§ **Stated goal**: Retype the items word for word, starting at the line that contains "Guideline: mark the 'arena'" and ending at the line that contains "[[62, 143], [223, 92]]".

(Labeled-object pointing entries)
- - -
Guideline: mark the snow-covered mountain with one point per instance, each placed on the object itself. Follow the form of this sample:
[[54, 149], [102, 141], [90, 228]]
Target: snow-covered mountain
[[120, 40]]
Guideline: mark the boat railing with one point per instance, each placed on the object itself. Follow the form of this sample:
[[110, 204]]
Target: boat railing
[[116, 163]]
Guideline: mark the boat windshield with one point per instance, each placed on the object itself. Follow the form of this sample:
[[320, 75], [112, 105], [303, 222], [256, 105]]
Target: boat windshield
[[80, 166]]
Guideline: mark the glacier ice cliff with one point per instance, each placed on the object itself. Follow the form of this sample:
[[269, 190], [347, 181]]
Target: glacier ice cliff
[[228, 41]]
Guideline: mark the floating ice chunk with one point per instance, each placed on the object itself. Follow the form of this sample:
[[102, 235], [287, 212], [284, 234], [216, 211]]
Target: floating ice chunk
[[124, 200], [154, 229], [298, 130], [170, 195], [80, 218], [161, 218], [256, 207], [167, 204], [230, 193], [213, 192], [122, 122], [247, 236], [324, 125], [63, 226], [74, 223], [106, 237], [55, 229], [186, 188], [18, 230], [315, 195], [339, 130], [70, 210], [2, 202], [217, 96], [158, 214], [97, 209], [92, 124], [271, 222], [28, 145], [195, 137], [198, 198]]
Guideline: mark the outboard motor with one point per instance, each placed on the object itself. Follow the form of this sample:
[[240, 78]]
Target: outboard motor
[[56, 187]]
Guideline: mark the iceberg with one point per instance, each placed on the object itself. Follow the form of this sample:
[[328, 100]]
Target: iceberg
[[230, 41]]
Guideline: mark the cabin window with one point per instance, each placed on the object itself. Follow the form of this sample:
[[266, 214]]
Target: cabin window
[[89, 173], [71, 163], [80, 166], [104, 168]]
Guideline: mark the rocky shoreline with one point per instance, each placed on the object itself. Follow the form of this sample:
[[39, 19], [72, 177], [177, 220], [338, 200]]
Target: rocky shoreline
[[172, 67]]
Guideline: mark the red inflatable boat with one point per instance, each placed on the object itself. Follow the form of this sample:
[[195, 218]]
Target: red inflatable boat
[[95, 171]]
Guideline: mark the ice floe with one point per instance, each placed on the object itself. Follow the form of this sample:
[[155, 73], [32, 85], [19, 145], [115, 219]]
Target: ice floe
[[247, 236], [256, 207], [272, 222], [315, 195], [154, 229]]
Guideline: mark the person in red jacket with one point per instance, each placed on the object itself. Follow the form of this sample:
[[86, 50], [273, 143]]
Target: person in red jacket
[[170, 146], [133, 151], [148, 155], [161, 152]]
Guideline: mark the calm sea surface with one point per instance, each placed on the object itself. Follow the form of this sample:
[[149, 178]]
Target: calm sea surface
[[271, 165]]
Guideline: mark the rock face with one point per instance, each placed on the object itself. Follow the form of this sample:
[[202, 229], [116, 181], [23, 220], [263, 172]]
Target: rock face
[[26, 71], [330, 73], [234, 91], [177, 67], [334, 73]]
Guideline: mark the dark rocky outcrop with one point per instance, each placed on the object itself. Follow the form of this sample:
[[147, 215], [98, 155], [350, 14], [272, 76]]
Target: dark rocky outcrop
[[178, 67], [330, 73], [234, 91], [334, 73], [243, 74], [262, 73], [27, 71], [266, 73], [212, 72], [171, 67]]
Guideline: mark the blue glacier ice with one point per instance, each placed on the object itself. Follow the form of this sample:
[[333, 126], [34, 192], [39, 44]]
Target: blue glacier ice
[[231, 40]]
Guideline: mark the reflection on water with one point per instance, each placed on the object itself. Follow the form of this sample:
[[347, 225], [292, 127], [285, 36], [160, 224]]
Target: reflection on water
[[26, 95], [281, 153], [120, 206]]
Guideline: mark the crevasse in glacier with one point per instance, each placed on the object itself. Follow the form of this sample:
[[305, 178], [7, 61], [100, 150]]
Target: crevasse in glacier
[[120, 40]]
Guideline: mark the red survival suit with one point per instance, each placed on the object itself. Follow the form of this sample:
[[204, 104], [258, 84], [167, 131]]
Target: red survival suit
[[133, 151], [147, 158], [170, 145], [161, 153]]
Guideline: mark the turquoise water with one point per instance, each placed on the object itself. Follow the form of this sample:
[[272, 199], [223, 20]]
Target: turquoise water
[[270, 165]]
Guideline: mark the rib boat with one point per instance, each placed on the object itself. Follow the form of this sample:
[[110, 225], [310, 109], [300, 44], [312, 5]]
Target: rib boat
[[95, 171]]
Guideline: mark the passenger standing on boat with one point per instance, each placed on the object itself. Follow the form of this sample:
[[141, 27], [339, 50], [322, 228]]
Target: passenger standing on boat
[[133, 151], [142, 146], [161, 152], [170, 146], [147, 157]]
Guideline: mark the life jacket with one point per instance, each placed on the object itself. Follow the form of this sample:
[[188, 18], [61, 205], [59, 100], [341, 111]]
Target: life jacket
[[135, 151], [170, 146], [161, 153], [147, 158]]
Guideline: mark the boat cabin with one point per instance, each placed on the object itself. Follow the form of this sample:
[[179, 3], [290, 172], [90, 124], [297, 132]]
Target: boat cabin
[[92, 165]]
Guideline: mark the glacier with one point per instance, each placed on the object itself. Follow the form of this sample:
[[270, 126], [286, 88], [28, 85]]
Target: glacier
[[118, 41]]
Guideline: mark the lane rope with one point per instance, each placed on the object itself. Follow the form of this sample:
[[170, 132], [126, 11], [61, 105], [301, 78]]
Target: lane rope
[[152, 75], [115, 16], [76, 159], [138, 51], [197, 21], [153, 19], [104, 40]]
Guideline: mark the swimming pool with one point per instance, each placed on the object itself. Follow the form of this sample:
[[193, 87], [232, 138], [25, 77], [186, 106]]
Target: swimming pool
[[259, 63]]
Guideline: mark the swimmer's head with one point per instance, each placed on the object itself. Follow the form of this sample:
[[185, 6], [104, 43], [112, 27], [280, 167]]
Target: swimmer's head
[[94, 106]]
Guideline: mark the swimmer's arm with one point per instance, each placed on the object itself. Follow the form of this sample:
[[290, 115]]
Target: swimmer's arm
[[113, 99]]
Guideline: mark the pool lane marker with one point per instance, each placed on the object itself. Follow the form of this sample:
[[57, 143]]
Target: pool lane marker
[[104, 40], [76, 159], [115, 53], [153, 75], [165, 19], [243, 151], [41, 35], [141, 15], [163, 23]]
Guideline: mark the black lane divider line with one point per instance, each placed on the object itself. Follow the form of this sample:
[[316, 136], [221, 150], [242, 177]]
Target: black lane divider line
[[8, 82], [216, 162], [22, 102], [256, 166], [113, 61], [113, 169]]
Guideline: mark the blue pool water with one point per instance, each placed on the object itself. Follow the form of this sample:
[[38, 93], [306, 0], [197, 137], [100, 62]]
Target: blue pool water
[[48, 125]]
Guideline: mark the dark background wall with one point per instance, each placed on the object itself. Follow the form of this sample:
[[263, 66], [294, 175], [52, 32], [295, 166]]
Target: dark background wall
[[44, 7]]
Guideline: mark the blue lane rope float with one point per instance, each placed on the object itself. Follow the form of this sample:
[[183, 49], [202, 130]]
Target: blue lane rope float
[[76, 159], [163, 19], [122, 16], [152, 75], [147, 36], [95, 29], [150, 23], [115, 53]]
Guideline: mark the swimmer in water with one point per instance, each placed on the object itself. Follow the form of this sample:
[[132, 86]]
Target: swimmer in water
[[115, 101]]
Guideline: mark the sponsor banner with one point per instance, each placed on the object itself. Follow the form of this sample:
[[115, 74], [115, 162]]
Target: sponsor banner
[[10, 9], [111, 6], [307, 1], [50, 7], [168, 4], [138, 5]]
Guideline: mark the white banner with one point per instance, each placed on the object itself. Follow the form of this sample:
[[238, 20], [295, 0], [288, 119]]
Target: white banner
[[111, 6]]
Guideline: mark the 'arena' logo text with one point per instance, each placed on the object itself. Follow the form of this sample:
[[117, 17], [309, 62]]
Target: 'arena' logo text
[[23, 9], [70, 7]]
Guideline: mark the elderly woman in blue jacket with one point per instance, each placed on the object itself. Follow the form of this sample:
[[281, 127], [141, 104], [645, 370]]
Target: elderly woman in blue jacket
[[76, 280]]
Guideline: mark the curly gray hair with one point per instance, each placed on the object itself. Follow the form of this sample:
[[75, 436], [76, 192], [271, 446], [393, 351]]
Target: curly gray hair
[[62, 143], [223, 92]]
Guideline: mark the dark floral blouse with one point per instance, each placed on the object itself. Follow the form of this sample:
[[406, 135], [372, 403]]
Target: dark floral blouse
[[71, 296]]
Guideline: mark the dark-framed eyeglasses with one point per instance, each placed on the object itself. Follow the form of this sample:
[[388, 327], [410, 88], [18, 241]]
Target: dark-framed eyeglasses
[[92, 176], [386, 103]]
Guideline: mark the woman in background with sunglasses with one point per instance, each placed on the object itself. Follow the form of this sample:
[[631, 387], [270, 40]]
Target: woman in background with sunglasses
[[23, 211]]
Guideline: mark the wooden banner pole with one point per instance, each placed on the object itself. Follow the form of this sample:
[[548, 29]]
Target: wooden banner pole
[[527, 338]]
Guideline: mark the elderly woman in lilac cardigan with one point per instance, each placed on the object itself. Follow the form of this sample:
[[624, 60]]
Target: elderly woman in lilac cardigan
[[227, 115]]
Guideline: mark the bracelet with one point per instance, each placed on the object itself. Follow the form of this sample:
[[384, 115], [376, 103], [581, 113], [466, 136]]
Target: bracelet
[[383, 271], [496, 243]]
- - -
§ **Exercise solution**:
Guideline: mark the 'arena' logo text with one point per instance, each placed on the object itself. Follow the form of this sample:
[[117, 17], [309, 62]]
Target: 'arena' logo text
[[23, 9], [70, 7]]
Guideline: mark the elderly woman in blue jacket with one point per instance, each placed on the object itself. Follow the form of this sample:
[[281, 127], [141, 104], [645, 370]]
Target: elderly woman in blue jacket
[[76, 280]]
Guideline: mark the curly gray hair with one point per instance, each placed on the object itself. Follow the form of this sample:
[[75, 436], [76, 192], [271, 446], [393, 351]]
Target: curly gray hair
[[62, 143], [223, 92]]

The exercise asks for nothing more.